文書の抜粋 =>

------------------------------------------------------------------------

「まっすぐな目にやられた。」ファースト・ポジション 夢に向かって踊れ! とみいじょんさんの映画レビュー(感想・評価)
まっすぐな目にやられた。
優雅さ、表現の豊かさってこういうものをいうんですね。
失礼ながらちょっと太めなミケ―ラさんが、踊りだしたとたん、息を飲んだ。本当に彼女のホワイトスワンが観てみたい。うん、彼女ならできる。
「舞台はアクシデントが起こるものだ。この程度でへこたれるな」っていうコーチの言葉に励まされました。失敗した時の回復力が一番の武器ですね、何事も。
もち時間5分の世界。
しかも怪我とかで常に万全の態勢で望めるわけではない。そんな言い訳しちゃったら「体調管理も実力のうちよ」って言われちゃう。
ちょっとしたミスが大きく結果を左右する。
努力しなければ結果は出ないけど、努力したからってそれがなんだという世界。
その中での言葉。半端ない。失敗を、実力が発揮できないのを周りのせいにしているのが情けなくなる。
ミケ―ラさんの踊りが一番好きだなあ。あとガヤちゃんもいいかも。チケット買って観に行くならこの二人かな?
ジョアン君、アラン君は王道。
人間的にはジュールズ君を応援したくなる。コーチに負けるな、ママゴンに負けるなって。

------------------------------------------------------------------------

行の一覧 =>
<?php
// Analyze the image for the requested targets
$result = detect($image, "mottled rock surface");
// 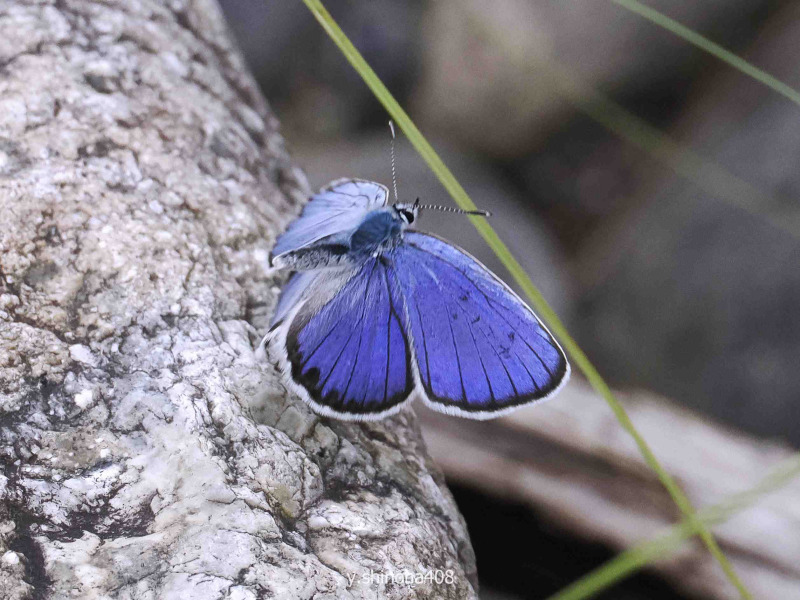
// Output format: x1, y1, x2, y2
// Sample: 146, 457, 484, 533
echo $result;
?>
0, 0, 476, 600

------------------------------------------------------------------------

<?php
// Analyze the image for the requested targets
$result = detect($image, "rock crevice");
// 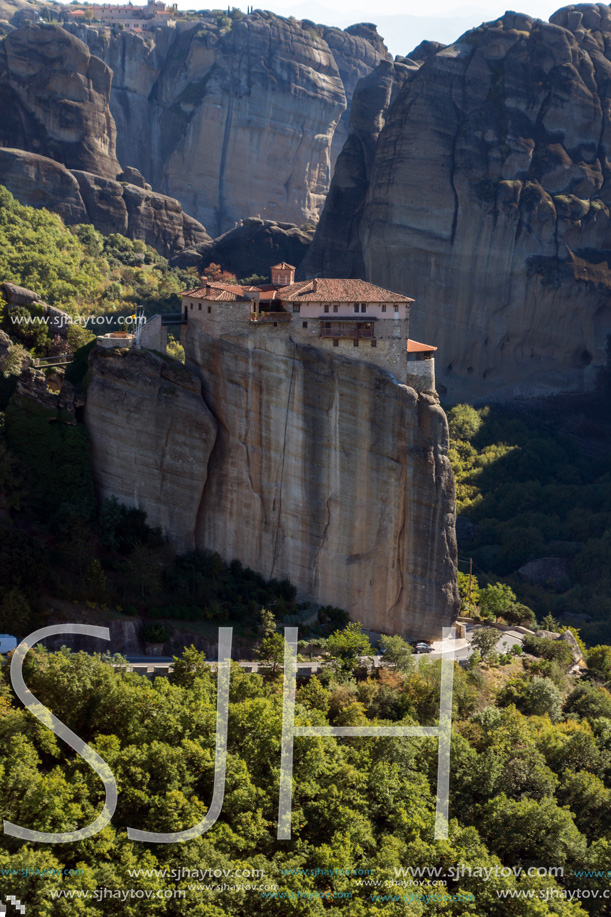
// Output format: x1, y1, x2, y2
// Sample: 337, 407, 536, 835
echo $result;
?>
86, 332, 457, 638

------------------------------------------------------------------------

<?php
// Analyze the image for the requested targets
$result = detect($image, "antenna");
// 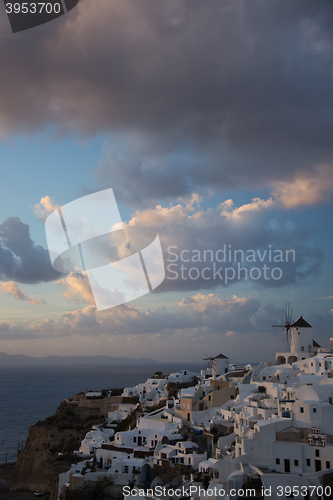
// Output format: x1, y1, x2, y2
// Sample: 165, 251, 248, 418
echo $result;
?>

------------------------------------------------------------------------

取り組む内容 =>
a: 映画レビューの内容と、次の(i)〜(iii)の記述はそれぞれ合っていますか? はい・いいえで答え、決め手となるレビュー中の言葉をそのまま引用してください。
(i) コーチは、舞台ではアクシデントが起こるものだと言った。
(ii) 持ち時間は10分である。
(iii) 書き手が一番好きなのはジョアン君の踊りである。
b: 映画レビューのうち、「失礼ながらちょっと太めなミケ」から「ジョアン君、アラン君は王道。」までを、両端も含めて一字一句そのまま書き出してください。
上の行は、ここでの作業には関係しません。

各課題の解答 =>
a:
(i) はい — 「舞台はアクシデントが起こるものだ。この程度でへこたれるな」
(ii) いいえ — 「もち時間5分の世界。」
(iii) いいえ — 「ミケ―ラさんの踊りが一番好きだなあ。」

b:
失礼ながらちょっと太めなミケ―ラさんが、踊りだしたとたん、息を飲んだ。本当に彼女のホワイトスワンが観てみたい。うん、彼女ならできる。
「舞台はアクシデントが起こるものだ。この程度でへこたれるな」っていうコーチの言葉に励まされました。失敗した時の回復力が一番の武器ですね、何事も。
もち時間5分の世界。
しかも怪我とかで常に万全の態勢で望めるわけではない。そんな言い訳しちゃったら「体調管理も実力のうちよ」って言われちゃう。
ちょっとしたミスが大きく結果を左右する。
努力しなければ結果は出ないけど、努力したからってそれがなんだという世界。
その中での言葉。半端ない。失敗を、実力が発揮できないのを周りのせいにしているのが情けなくなる。
ミケ―ラさんの踊りが一番好きだなあ。あとガヤちゃんもいいかも。チケット買って観に行くならこの二人かな?
ジョアン君、アラン君は王道。